(Data under study)
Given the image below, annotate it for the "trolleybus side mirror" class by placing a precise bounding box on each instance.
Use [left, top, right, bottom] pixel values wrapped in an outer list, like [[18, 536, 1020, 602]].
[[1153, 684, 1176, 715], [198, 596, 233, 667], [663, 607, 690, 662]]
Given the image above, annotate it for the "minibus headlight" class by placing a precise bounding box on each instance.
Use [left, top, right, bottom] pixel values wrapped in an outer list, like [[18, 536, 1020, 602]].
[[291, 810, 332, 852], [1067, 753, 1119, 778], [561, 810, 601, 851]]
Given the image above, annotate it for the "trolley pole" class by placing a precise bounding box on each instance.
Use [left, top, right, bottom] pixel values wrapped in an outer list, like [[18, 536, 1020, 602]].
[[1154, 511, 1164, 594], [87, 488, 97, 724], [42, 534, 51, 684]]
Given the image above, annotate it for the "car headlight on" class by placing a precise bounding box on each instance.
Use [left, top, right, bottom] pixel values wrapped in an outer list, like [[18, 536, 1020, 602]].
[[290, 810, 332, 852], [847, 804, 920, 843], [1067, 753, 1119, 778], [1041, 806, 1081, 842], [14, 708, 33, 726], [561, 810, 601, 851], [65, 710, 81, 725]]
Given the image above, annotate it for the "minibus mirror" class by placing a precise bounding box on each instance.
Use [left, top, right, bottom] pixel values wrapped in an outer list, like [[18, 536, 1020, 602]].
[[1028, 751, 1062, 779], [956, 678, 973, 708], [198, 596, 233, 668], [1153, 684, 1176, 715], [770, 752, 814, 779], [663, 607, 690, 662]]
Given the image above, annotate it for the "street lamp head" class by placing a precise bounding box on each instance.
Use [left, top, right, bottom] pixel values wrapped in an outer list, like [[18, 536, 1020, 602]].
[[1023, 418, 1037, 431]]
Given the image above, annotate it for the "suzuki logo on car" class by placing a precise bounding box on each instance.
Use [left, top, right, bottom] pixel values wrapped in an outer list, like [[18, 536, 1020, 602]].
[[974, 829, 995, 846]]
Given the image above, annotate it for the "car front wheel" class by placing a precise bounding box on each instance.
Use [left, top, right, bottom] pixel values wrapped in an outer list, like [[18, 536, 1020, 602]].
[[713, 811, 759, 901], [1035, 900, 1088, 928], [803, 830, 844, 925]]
(End Data under study)
Exercise instructions: Nothing in the data above should change. Please copy it all.

Output of the exercise:
Given the image below, annotate it for the "trolleybus side mirror" class by placing a precise bounding box on each instance.
Use [left, top, right, bottom] pixel values wrapped in an outer list, like [[18, 536, 1020, 602]].
[[1153, 684, 1176, 715], [198, 596, 233, 667], [663, 607, 690, 662]]
Given the image above, annotate it for the "minibus headlight" class by placing a precise bounding box on each instance.
Use [left, top, right, bottom] pixel values wrapped in an outer list, like [[18, 536, 1020, 602]].
[[291, 810, 332, 852], [1067, 753, 1119, 778], [561, 810, 601, 851]]
Given the image above, annotate it for the "trolley pole" class by placing a precise bounding box on each instance.
Use [left, top, right, bottom] pixel values wrapped in an outer list, like [[18, 536, 1020, 602]].
[[1154, 511, 1164, 594], [87, 488, 97, 724], [42, 534, 51, 684]]
Given the image above, annotate it for the "car headlight on" class by placing a precise bounding box on each instance.
Use [left, top, right, bottom] pixel values wrapped in an outer list, like [[18, 536, 1020, 602]].
[[290, 810, 332, 852], [847, 804, 920, 843], [1067, 753, 1119, 778], [1041, 806, 1081, 842], [14, 708, 33, 726], [561, 810, 601, 851], [65, 710, 81, 725]]
Given the image above, annotate it for the "minibus mirror" class by placing a precise bounding box on each instance.
Use [left, top, right, bottom] pixel values wrapped in an outer list, like [[18, 536, 1020, 602]].
[[1028, 751, 1062, 779], [956, 678, 973, 708], [198, 596, 233, 668], [1153, 684, 1176, 715], [770, 752, 814, 779], [663, 607, 690, 662]]
Given the image above, annotate it for the "street lamp head" class by placing a precise bounding box on each instance.
Use [left, top, right, bottom] pixel values wrapped in an outer list, like [[18, 536, 1020, 602]].
[[1023, 418, 1037, 431]]
Given the image above, annotate it for the "suzuki logo on car" class by placing a precise bounding box on each instance.
Use [left, top, right, bottom] pixel values wrapped in an outer list, like [[18, 536, 1020, 602]].
[[974, 829, 995, 846]]
Given the image above, annotate it for the "car front wheel" class by placing a precise bounding box on each instance.
Use [left, top, right, bottom] pixel values wrapped in an outer list, like [[18, 536, 1020, 602]].
[[713, 811, 759, 901], [1035, 900, 1088, 928], [803, 830, 844, 925]]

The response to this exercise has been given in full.